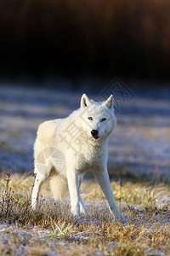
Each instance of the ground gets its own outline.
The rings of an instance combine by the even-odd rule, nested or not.
[[[71,215],[68,195],[54,202],[48,182],[40,207],[30,206],[38,125],[67,116],[83,92],[99,100],[101,93],[1,85],[0,255],[170,254],[169,90],[120,100],[108,166],[122,224],[90,173],[81,186],[88,215]]]

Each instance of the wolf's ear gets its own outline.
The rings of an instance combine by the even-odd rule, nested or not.
[[[83,108],[86,107],[89,107],[90,105],[92,105],[92,102],[90,102],[87,95],[84,93],[81,98],[81,108]]]
[[[108,108],[113,108],[114,106],[113,95],[111,94],[110,96],[103,104]]]

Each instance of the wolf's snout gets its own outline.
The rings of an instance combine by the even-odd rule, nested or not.
[[[99,134],[99,131],[98,131],[98,130],[92,130],[91,134],[94,137],[97,137]]]

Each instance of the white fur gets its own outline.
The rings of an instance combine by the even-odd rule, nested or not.
[[[38,201],[42,183],[49,177],[52,193],[56,199],[63,196],[68,183],[71,213],[78,216],[80,212],[86,212],[79,187],[83,174],[90,169],[108,200],[110,211],[117,218],[123,218],[107,172],[109,135],[116,124],[112,96],[104,102],[96,102],[84,94],[81,108],[67,118],[46,121],[39,125],[34,147],[33,208]],[[92,137],[92,130],[99,131],[99,138]]]

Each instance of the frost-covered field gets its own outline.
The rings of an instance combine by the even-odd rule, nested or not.
[[[111,182],[126,223],[116,222],[94,180],[81,186],[88,214],[74,218],[68,197],[54,202],[42,185],[32,211],[32,177],[0,178],[0,255],[169,255],[170,190],[167,185]],[[7,187],[8,183],[8,187]],[[11,189],[10,189],[11,188]],[[4,191],[6,191],[4,193]],[[14,191],[14,192],[13,192]]]
[[[149,86],[150,87],[150,86]],[[0,86],[1,170],[33,170],[33,143],[38,125],[66,117],[86,92]],[[133,91],[120,100],[117,126],[110,137],[109,167],[115,176],[170,178],[170,90]],[[89,94],[103,100],[99,94]]]
[[[67,116],[83,92],[1,84],[0,255],[169,255],[170,190],[162,183],[170,181],[167,89],[135,90],[132,100],[119,102],[109,170],[125,224],[110,213],[94,179],[81,186],[89,215],[73,218],[68,195],[54,202],[48,183],[42,188],[40,208],[31,208],[37,126]],[[88,95],[103,99],[100,92]],[[10,181],[6,172],[12,173]]]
=====
■ **EXERCISE PROMPT**: Express the records above as a JSON list of strings, with one string for each line and blank lines left out. Leave the pictures out of the answer.

■ **SOLVED PROBLEM**:
[
  "Each instance of the ground gets its own outline.",
  "The rings of an instance combine by the even-odd rule, nested or not.",
  "[[[71,215],[68,195],[54,202],[48,182],[40,207],[30,206],[38,125],[67,116],[83,92],[99,100],[101,93],[1,85],[0,255],[170,254],[169,90],[120,100],[108,166],[122,224],[90,173],[81,186],[88,215]]]",
  "Each instance of the wolf's ear gets its own outline.",
  "The rings of an instance combine by the even-odd rule, nested or not.",
  "[[[83,108],[86,107],[89,107],[90,105],[92,105],[92,102],[90,102],[87,95],[84,93],[81,98],[81,108]]]",
  "[[[108,108],[113,108],[114,106],[113,95],[111,94],[110,96],[103,104]]]",
  "Each instance of the wolf's snout gets its own outline.",
  "The rings of an instance combine by the even-odd rule, nested or not.",
  "[[[99,134],[99,131],[98,131],[98,130],[92,130],[91,134],[94,137],[97,137]]]",
  "Each instance of the white fur gets its own outline.",
  "The rings of an instance combine by the even-odd rule, nested or not.",
  "[[[38,201],[42,183],[49,177],[52,193],[56,199],[63,196],[68,183],[71,213],[78,216],[80,212],[86,212],[79,187],[83,174],[90,169],[108,200],[110,211],[117,218],[123,218],[107,172],[109,135],[116,124],[112,96],[104,102],[96,102],[84,94],[81,108],[67,118],[46,121],[39,125],[34,147],[33,208]],[[92,137],[92,130],[99,131],[99,138]]]",
  "Each instance of the frost-covered field gets its own outline.",
  "The rings of an instance combine by the even-odd rule, nested or not.",
  "[[[111,182],[126,223],[116,222],[94,180],[81,186],[88,214],[74,218],[68,197],[54,202],[42,185],[32,211],[32,177],[0,178],[0,255],[169,255],[170,190],[167,185]],[[7,187],[8,183],[8,187]],[[11,189],[10,189],[11,188]],[[4,191],[6,191],[4,193]],[[14,191],[14,192],[13,192]]]",
  "[[[149,86],[150,87],[150,86]],[[0,86],[1,170],[33,170],[33,143],[38,125],[66,117],[86,92]],[[133,91],[120,100],[117,126],[110,137],[109,167],[115,176],[170,178],[170,90]],[[89,94],[103,100],[99,94]]]",
  "[[[67,116],[83,92],[1,84],[0,255],[169,255],[170,190],[162,183],[170,181],[167,89],[135,90],[132,100],[119,102],[109,170],[125,224],[110,213],[94,179],[81,186],[89,215],[73,218],[68,195],[54,202],[48,183],[42,188],[40,208],[31,208],[37,126]],[[88,95],[103,99],[100,92]],[[10,181],[6,172],[12,173]]]"
]